» **Source data**:
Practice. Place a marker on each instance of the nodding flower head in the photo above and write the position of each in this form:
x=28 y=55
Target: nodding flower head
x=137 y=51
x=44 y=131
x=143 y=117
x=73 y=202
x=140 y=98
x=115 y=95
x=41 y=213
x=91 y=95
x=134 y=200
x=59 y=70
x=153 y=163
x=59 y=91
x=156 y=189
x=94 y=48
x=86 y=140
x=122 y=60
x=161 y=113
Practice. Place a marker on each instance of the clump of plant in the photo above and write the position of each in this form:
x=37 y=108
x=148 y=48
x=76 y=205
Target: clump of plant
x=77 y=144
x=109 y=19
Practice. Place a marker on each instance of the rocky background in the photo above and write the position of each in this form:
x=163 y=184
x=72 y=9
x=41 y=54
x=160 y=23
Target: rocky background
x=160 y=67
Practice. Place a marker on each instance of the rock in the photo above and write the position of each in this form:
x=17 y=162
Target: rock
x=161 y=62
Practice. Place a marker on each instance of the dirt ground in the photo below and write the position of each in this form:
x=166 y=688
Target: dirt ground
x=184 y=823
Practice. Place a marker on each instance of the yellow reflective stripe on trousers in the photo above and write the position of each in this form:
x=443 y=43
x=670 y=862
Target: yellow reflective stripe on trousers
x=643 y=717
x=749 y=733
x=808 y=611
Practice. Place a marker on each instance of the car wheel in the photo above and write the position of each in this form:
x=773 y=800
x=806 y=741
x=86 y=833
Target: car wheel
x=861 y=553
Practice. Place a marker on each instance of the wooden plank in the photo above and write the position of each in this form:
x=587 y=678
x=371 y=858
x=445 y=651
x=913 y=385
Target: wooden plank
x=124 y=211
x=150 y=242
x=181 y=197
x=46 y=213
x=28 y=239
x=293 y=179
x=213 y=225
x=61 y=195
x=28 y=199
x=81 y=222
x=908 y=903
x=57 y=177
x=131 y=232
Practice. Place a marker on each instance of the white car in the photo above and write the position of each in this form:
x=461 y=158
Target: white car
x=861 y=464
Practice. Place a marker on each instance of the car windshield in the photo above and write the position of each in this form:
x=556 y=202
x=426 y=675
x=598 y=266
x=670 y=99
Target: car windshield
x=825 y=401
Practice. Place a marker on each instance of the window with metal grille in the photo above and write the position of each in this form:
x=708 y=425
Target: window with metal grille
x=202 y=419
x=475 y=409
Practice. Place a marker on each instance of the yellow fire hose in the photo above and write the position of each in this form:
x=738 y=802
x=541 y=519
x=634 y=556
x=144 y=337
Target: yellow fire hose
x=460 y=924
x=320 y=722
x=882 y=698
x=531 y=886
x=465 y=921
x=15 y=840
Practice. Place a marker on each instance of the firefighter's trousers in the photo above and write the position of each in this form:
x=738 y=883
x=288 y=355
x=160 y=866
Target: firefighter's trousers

» **What is expected**: Throughout the material above, count each line holding "firefighter" and answer with the total alone.

» **Written response**: 2